### Exercise description
How many lines in the listing below contain the word "yellow"? Give only the number.

### Annotated coordinate records
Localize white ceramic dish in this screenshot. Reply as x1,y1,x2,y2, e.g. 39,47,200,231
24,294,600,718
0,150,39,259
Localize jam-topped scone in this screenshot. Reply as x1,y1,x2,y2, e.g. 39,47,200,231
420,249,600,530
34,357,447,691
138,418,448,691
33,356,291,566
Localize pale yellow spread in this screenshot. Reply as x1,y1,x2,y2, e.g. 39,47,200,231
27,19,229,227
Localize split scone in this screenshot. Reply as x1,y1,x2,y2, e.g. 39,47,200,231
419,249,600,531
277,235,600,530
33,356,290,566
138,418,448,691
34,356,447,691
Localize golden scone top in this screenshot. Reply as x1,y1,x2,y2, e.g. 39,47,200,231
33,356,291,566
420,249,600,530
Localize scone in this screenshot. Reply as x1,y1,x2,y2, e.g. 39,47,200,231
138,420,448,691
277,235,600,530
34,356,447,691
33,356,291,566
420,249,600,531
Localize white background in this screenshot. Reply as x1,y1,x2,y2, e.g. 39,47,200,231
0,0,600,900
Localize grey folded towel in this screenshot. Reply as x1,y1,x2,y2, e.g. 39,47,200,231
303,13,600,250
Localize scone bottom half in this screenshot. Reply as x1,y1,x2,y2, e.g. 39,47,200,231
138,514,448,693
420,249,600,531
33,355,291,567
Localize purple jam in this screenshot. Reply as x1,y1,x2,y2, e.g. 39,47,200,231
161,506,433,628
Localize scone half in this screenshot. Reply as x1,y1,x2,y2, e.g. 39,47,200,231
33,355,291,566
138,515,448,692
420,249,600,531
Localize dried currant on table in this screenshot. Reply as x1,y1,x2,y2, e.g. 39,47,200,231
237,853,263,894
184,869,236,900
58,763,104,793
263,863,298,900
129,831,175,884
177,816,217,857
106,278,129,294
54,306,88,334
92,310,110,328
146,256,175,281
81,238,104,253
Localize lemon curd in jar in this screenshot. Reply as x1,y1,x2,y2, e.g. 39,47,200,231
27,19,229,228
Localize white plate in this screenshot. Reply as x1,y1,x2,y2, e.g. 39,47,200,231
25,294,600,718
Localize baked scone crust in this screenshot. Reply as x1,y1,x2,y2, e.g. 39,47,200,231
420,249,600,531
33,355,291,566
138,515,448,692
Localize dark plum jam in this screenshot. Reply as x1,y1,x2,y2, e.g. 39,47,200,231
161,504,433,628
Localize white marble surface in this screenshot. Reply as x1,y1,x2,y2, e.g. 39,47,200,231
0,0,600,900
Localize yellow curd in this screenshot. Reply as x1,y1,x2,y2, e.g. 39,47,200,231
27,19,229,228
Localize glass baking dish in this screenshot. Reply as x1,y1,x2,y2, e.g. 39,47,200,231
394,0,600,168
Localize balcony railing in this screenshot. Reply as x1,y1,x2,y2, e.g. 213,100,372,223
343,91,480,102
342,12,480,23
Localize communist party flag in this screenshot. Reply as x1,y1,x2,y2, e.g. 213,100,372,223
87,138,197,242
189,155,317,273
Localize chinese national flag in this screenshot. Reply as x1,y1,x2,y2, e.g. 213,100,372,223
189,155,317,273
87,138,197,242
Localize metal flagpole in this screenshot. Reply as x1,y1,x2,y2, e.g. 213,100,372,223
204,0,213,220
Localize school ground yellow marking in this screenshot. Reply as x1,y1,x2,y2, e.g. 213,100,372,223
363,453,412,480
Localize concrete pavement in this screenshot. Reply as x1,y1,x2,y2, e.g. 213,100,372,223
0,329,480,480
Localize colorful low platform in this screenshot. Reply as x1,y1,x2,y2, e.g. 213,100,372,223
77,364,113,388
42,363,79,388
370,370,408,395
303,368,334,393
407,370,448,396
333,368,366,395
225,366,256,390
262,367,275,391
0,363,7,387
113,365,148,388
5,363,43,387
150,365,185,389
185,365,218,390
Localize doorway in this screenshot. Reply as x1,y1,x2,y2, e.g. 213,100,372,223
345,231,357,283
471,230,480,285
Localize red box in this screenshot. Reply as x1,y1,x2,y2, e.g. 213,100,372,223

### Output of the exercise
3